Start of Passage to read
### Performance Comparision with sklearn.tree.DecisionTreeClassifier

In [1]:
import pandas as pd
import ruleset as rs
from ruleset.base import Timer
import pickle

In [2]:
from sklearn.model_selection import train_test_split
from sklearn.preprocessing import OneHotEncoder, LabelEncoder
from sklearn.metrics import precision_score, recall_score, accuracy_score

In [59]:
def make_rs_dataset(dataset_filename, testset_filename=None, random_state=42):
    # Load df
    df = pd.read_csv(dataset_filename)
    
    # Split
    if not testset_filename:
        train, test = train_test_split(df, test_size=.33, random_state=random_state)
    else:
        train, test = (df, pd.read_csv(testset_filename))
        
    return train, test

In [4]:
def make_ripper(train, class_feat, pos_class, k=2, random_state=42, verbosity=0):
    # Train
    rip_clf = rs.RIPPER(k=k, verbosity=verbosity)
    rip_clf.fit(train, class_feat=class_feat, pos_class=pos_class, 
                n_discretize_bins=5, random_state=random_state)
    return rip_clf

In [5]:
def make_irep(train, class_feat, pos_class, random_state=42, verbosity=0):
    # Train
    irep_clf = rs.IREP(verbosity=verbosity)
    irep_clf.fit(train, class_feat=class_feat, pos_class=pos_class, n_discretize_bins=5, random_state=random_state)
    return irep_clf

In [6]:
def score_ruleset(clf, test):
    X_test = test.drop(clf.class_feat,axis=1)
    y_test = test[class_feat]

    precision = clf.score(X_test, y_test, precision_score)
    recall = clf.score(X_test, y_test, recall_score)
    total_conds = clf.ruleset_.count_conds()
    return precision, recall, total_conds

In [69]:
from sklearn.tree import DecisionTreeClassifier

def make_tree_dataset(dataset_filename, class_feat, pos_class, testset_filename=None, random_state=42):
    
    # Load df
    df = pd.read_csv(dataset_filename)
    
    # Get number of classes (for X,y splitting when there are dummies)
    n_classes = len(df[class_feat].unique())
    
    # One-hot preprocess the data to make it dummy for sklearn.
    le = LabelEncoder()
    df_le = df.apply(le.fit_transform)
    enc = OneHotEncoder(sparse=False)
    enc.fit(df_le)
End of Passage to read
Start of Source information
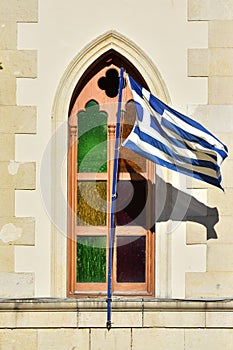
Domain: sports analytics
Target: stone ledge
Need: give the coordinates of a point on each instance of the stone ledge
(57, 313)
(62, 304)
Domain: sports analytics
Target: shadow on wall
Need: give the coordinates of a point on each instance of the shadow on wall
(173, 204)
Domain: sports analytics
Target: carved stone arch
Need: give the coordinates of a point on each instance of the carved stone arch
(100, 47)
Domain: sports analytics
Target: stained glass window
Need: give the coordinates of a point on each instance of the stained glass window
(92, 139)
(91, 259)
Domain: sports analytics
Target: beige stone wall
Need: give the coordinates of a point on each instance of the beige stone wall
(25, 257)
(15, 119)
(69, 324)
(215, 63)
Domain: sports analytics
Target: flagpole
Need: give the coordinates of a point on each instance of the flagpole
(113, 198)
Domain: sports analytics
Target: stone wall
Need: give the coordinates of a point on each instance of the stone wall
(216, 64)
(48, 324)
(38, 323)
(15, 119)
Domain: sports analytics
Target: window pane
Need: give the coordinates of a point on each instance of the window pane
(129, 161)
(92, 139)
(131, 259)
(131, 203)
(91, 259)
(91, 203)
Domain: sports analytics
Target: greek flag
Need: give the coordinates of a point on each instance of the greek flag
(173, 140)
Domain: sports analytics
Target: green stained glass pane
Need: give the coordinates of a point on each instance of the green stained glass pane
(91, 259)
(91, 203)
(92, 139)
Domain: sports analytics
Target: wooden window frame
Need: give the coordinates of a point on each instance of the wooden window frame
(75, 289)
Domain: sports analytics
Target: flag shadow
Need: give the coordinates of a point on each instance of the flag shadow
(173, 204)
(170, 204)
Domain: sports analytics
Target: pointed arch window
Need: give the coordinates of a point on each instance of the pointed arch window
(90, 166)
End of Source information
Exercises:
1/ In the notebook comparing rule-based classifiers with sklearn's DecisionTreeClassifier, what test size does make_rs_dataset pass to train_test_split when no test set file is given?
2/ Please extend the notebook comparing rule-based classifiers with sklearn's DecisionTreeClassifier, picking up right after its last line of code.

Task-by-task outputs:
1/ It uses a test size of .33.

2/
    df_hot = enc.transform(df_le)
    
    # Split
    if not testset_filename:
        train, test = train_test_split(df_hot, test_size=.33, random_state=random_state)
    else:
        test_df = pd.read_csv(testset_filename)
        test_le = test_df.apply(le.transform)
        train, test = (df_hot, enc.transform(test_le))
    train_X = train[:,n_classes:]
    train_y = train[:,0]
    test_X = test[:,n_classes:]
    test_y = test[:,0]
    
    return train_X, train_y, test_X, test_y

In [14]:
def make_tree(train_X, train_y, max_depth=None, random_state=42):
    tree = DecisionTreeClassifier(max_depth=max_depth, random_state=random_state)
    tree.fit(train_X, train_y)
    return tree

In [15]:
def score_tree(tree_clf, test_X, test_y):
    predictions = tree_clf.predict(test_X)
    precision = precision_score(test_y, predictions)
    recall = recall_score(test_y, predictions)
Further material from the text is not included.